(Items from a dataset)
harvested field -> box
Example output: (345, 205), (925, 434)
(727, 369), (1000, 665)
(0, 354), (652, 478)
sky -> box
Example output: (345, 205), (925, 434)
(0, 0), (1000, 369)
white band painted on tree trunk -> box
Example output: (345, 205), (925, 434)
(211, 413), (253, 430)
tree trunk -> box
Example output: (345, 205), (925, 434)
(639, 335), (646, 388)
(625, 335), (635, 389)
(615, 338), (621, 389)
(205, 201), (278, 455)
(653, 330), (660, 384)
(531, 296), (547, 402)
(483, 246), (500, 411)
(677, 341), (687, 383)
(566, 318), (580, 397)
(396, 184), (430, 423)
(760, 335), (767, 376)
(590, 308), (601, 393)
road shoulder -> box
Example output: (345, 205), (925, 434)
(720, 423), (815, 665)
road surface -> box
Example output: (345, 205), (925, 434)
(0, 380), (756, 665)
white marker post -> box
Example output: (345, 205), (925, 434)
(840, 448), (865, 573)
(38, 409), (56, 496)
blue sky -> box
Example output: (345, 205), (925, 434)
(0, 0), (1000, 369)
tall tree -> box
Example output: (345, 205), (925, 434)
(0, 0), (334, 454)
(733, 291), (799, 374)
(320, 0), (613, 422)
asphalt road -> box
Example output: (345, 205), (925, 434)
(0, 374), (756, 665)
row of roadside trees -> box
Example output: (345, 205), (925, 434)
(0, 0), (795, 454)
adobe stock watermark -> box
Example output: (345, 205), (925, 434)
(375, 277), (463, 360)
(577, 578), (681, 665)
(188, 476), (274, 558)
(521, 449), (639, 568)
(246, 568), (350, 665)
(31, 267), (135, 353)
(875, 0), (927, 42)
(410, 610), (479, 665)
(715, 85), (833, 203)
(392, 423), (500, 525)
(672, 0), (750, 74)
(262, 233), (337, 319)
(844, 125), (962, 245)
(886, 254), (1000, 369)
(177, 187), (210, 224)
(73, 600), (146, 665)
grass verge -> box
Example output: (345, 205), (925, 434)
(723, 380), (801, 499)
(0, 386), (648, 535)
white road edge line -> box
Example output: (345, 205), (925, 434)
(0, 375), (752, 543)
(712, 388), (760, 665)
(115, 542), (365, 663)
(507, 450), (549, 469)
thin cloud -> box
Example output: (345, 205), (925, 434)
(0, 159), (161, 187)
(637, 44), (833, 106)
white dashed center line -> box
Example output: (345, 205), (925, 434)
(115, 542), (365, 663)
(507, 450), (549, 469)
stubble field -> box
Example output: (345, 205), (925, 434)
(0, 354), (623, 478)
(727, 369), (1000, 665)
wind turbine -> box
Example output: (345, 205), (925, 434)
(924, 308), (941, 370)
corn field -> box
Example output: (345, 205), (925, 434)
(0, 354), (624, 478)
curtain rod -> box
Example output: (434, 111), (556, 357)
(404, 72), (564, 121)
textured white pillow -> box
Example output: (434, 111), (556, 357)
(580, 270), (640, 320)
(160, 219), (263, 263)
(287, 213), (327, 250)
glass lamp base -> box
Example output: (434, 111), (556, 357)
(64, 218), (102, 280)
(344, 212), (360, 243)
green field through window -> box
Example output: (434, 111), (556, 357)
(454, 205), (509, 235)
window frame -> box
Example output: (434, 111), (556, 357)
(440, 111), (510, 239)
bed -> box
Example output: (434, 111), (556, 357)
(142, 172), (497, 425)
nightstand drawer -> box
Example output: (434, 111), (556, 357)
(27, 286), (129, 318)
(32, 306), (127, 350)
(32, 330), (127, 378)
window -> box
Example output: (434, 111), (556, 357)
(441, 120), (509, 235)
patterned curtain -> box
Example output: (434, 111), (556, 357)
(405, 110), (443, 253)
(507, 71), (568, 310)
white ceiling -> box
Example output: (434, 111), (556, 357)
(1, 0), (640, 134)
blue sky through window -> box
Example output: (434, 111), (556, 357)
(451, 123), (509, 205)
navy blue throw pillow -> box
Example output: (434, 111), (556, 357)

GIVEN INSTRUCTION: Starting with the line that contains "window frame -> box", output every line through the end of the listing above, unchanged.

RESPONSE FOR THIS EXERCISE:
window frame -> box
Example output: (434, 111), (556, 357)
(440, 111), (510, 239)
bed -> box
Example output: (434, 111), (556, 357)
(142, 172), (497, 425)
nightstand drawer -> box
Example output: (434, 111), (556, 357)
(27, 286), (129, 318)
(32, 306), (127, 350)
(32, 330), (127, 378)
window -> box
Example output: (434, 111), (556, 357)
(441, 120), (509, 235)
patterned curtain -> box
Example output: (434, 111), (556, 357)
(405, 110), (443, 253)
(507, 71), (568, 310)
white ceiling -> box
Example output: (434, 111), (556, 357)
(1, 0), (640, 134)
blue sky through window -> box
Example output: (434, 111), (556, 357)
(451, 123), (509, 205)
navy blue throw pillow -> box
Example output: (434, 111), (556, 357)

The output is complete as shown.